Supplied entries>

________

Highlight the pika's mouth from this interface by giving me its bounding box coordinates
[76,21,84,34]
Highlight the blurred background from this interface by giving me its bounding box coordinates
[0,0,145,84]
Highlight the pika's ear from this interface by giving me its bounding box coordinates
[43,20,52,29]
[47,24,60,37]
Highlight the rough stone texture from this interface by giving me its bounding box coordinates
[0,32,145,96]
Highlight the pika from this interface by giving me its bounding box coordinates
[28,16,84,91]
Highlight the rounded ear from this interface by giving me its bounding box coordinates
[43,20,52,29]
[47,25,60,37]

________

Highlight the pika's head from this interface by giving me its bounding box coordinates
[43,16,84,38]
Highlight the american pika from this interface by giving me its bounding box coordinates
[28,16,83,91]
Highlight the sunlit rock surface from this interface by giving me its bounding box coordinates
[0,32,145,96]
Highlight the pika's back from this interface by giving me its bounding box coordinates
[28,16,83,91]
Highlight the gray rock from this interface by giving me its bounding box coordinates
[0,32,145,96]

________

Task objective>
Swap "blurred" for "hazy" in the records, starting at the line that contains "Highlight the pika's mouth" and ending at the line that contains "[47,25,60,37]". Return only those lines, with everything else left unchanged.

Worked answer>
Highlight the pika's mouth from this interface by giving me its bounding box coordinates
[76,21,84,34]
Highlight the hazy background from this interface by giving me its bounding box coordinates
[0,0,145,84]
Highlight the pika's ear from this interface by giving me its bounding box coordinates
[43,20,52,29]
[47,24,60,37]
Highlight the rough stone texture from this interface by giving me its bounding box coordinates
[0,32,145,96]
Highlight the pika from this interface by giving me its bounding box coordinates
[28,16,84,91]
Highlight the rounded ear from this interface by giving me its bounding box coordinates
[43,20,52,29]
[47,25,60,37]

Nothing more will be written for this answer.